*Exercise:*
What is needed is each line of the data below that holds the string "space".

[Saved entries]
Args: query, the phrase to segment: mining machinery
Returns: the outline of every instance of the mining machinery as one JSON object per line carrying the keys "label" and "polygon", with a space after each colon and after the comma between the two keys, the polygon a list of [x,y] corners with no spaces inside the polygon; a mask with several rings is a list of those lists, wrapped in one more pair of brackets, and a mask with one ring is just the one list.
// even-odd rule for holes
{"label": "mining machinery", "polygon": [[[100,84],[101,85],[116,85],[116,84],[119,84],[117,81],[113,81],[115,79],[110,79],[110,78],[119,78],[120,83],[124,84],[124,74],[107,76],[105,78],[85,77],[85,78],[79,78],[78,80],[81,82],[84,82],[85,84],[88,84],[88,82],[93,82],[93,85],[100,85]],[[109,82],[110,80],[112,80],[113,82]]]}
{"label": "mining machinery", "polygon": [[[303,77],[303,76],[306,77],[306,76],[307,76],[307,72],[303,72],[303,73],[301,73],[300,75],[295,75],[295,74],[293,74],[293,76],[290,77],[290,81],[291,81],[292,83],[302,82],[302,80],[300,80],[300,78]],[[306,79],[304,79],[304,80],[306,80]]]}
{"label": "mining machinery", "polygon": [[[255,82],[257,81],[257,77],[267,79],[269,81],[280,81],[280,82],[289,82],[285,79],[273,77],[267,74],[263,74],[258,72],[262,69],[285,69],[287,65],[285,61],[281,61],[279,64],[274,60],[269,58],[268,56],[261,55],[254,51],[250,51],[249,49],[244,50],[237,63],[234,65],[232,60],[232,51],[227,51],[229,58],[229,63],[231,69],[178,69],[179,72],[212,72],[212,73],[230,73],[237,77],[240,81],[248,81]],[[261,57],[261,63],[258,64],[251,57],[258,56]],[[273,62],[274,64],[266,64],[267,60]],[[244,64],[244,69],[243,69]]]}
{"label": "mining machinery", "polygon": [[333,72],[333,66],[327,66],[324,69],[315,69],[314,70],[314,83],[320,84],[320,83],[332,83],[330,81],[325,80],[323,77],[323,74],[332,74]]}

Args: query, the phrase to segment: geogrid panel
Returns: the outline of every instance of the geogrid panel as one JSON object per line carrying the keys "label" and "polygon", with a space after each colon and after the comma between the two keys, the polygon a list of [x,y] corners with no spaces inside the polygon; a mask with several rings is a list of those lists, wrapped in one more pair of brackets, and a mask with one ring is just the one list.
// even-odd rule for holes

*Finished exercise:*
Returns: the outline of every instance of the mining machinery as one JSON object per line carrying the keys "label" and "polygon", with a space after each colon and after the comma between the two keys, the polygon a list of [x,y] corners with no spaces inside the polygon; a mask with several rings is a list of those lists, wrapped in one more pair of brackets, and a mask with one ring is just the one list.
Returns: the outline of every instance of the geogrid panel as one JSON object per line carrying the keys "label" and "polygon", with a space after each colon and after the comma between the two keys, the polygon a list of [x,y] corners with no spaces inside the polygon; a mask with several rings is a list of those lists, wrapped in one more pair of brackets, and a mask with one ring is just the one list.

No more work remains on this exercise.